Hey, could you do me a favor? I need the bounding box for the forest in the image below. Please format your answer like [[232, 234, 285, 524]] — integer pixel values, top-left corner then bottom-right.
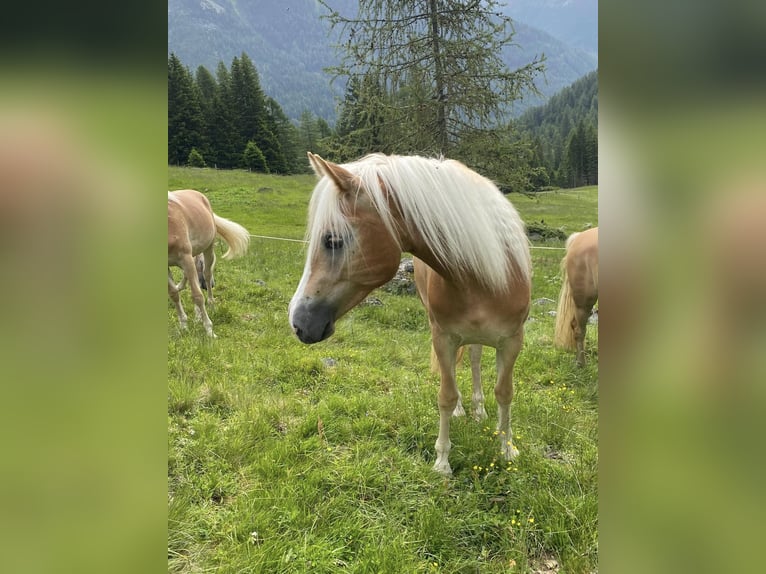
[[168, 2, 597, 190]]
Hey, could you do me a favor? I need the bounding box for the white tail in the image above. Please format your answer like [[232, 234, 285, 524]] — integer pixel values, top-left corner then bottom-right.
[[553, 232, 579, 350], [213, 214, 250, 260]]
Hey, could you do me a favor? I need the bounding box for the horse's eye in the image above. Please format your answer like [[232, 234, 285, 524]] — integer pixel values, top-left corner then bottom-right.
[[323, 233, 344, 250]]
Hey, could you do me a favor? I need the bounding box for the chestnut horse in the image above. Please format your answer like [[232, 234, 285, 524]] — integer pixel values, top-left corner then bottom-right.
[[289, 153, 531, 475], [168, 189, 250, 337], [554, 227, 599, 365]]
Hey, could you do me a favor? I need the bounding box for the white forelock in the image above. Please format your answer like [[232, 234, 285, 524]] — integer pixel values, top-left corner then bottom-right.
[[306, 153, 531, 291]]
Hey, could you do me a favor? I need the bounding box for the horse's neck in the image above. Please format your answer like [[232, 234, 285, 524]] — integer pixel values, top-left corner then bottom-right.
[[401, 227, 460, 283]]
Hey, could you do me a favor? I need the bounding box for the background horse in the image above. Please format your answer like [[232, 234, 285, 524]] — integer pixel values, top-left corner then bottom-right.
[[168, 189, 250, 337], [554, 227, 599, 365], [290, 153, 531, 475]]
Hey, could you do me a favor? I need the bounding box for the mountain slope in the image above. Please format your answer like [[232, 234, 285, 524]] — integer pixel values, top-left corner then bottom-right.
[[517, 70, 598, 187], [505, 19, 597, 113], [168, 0, 597, 122], [168, 0, 342, 121], [501, 0, 598, 57]]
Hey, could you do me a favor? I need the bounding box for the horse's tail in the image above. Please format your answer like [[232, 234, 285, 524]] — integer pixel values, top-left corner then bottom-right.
[[213, 214, 250, 260], [554, 232, 579, 351], [430, 345, 465, 373]]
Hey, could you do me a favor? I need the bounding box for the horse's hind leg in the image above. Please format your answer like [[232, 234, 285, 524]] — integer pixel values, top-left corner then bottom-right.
[[202, 247, 216, 305], [180, 254, 215, 338], [168, 269, 187, 330], [195, 255, 207, 290], [572, 305, 592, 366], [432, 331, 461, 475], [452, 346, 467, 417], [495, 330, 524, 461], [469, 345, 487, 421]]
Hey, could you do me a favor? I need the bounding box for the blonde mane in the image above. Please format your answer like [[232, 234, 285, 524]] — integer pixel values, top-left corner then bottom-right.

▶ TO DO
All of the material above must be given again verbatim, except for the pictures.

▶ RESPONSE TO THE TASK
Hey, could you do me a favor? I need the bounding box for the forest in the image below. Please format your answer like [[232, 234, 285, 524]] — integer pixel values, top-left corner then bottom-right.
[[168, 2, 597, 190]]
Hey, could you do me a favor? I need the bounding box for the white tail in the image above. Please format your answer like [[232, 234, 285, 524]] — integer pixel values, top-left corner then bottom-right.
[[553, 232, 579, 350], [213, 214, 250, 260]]
Hey, could you do me a favor? I need the bounding box for the horse's eye in the image above. Please format your answer like [[232, 234, 285, 524]] — integer pixel values, top-left corner then bottom-right.
[[323, 233, 344, 250]]
Hey, could you do me a favor? I need the bounding box for the chestnut horse in the image above. Please format your answer like [[232, 234, 285, 524]] — integer pixel values, top-left corner then bottom-right.
[[289, 153, 531, 475], [168, 189, 250, 337], [554, 227, 599, 365]]
Hey, could you do me a favor? I need the bounding box for the white forelock in the image above. Please format your answer like [[232, 234, 285, 524]] — integer pixel values, top-left corner then bottom-right.
[[306, 153, 531, 291]]
Hey, could you do me a favor? I need the bounding box for the horse's neck in the image above. Please format your answer like [[232, 234, 285, 524]] — integer pixel values, top-left corner then bottom-right.
[[401, 227, 460, 283]]
Hey, could you do me a favor? I need the bounding box for the background horse in the image above. Please format your answer like [[232, 234, 285, 524]] — integer pixel values, top-left corner then bottom-right.
[[168, 189, 250, 337], [554, 227, 599, 365], [290, 153, 531, 475]]
Hey, could you do me a favor? I need the bounding box for the mountain slope in the image above. Please format your answer like [[232, 234, 285, 524]] — integer pixel values, top-left corner then bottom-right.
[[517, 70, 598, 187], [505, 19, 597, 113], [168, 0, 597, 122], [168, 0, 342, 121], [501, 0, 598, 57]]
Hey, could you do me a favor? I need the bounding box for the horse's tail in the image above. Please format your answer like [[232, 234, 285, 524]] — integer pixel values, top-left corner then bottom-right.
[[213, 214, 250, 260], [554, 232, 579, 351], [430, 345, 465, 373]]
Hey, could you do me a favor? I need the bounding box for the horse's hind leg in the image above. Please format your answer like [[232, 234, 285, 524]] — integer pixel values, top-left corner then bottom-right.
[[202, 247, 216, 305], [180, 254, 215, 338], [168, 269, 187, 330], [195, 255, 207, 290], [572, 305, 592, 366], [432, 331, 461, 475], [452, 346, 467, 417], [495, 330, 524, 461], [469, 345, 487, 421]]
Hey, could you do me a favor? I need the bounding box for the blonde mane in the image above. Please format your answer like [[232, 234, 285, 524]] — integer pixel values, top-left corner then bottom-right.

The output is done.